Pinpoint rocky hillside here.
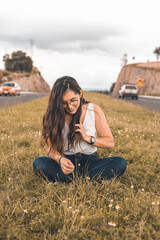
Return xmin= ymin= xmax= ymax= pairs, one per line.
xmin=113 ymin=62 xmax=160 ymax=96
xmin=0 ymin=67 xmax=50 ymax=92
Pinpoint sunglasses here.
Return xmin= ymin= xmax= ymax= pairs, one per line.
xmin=63 ymin=99 xmax=78 ymax=108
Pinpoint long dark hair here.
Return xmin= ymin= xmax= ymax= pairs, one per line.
xmin=42 ymin=76 xmax=88 ymax=154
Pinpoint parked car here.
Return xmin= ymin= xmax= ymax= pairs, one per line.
xmin=119 ymin=84 xmax=138 ymax=99
xmin=0 ymin=82 xmax=21 ymax=96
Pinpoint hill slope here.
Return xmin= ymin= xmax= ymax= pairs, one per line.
xmin=0 ymin=67 xmax=50 ymax=92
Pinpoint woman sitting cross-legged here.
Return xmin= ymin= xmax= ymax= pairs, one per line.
xmin=33 ymin=76 xmax=126 ymax=183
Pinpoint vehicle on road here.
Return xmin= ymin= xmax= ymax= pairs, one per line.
xmin=119 ymin=84 xmax=138 ymax=100
xmin=0 ymin=82 xmax=21 ymax=96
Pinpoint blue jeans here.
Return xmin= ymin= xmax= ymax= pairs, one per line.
xmin=33 ymin=153 xmax=126 ymax=183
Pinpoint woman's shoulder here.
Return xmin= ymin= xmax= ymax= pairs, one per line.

.....

What the exercise asks
Starting at the beginning of the material and ending at the line containing "xmin=33 ymin=76 xmax=126 ymax=183", reproduce every line of text, shifting each bounding box coordinate up by 150 and leaving all other wording unchanged. Omit the pictures.

Task result
Pinpoint rocky hillside here.
Return xmin= ymin= xmax= ymax= pairs, one per line.
xmin=263 ymin=212 xmax=310 ymax=246
xmin=150 ymin=217 xmax=200 ymax=242
Pinpoint sunglasses here.
Return xmin= ymin= xmax= ymax= pairs, one per line.
xmin=213 ymin=249 xmax=228 ymax=258
Pinpoint long dark hair here.
Return xmin= ymin= xmax= ymax= pairs, one per line.
xmin=192 ymin=226 xmax=238 ymax=304
Pinpoint parked car here.
Return xmin= ymin= xmax= ymax= pairs, one per line.
xmin=269 ymin=234 xmax=288 ymax=249
xmin=150 ymin=232 xmax=171 ymax=246
Pinpoint hill slope here.
Return xmin= ymin= xmax= ymax= pairs, one per line.
xmin=150 ymin=217 xmax=200 ymax=242
Pinpoint woman sitting cross-legged here.
Return xmin= ymin= xmax= ymax= pairs, one per line.
xmin=183 ymin=226 xmax=276 ymax=333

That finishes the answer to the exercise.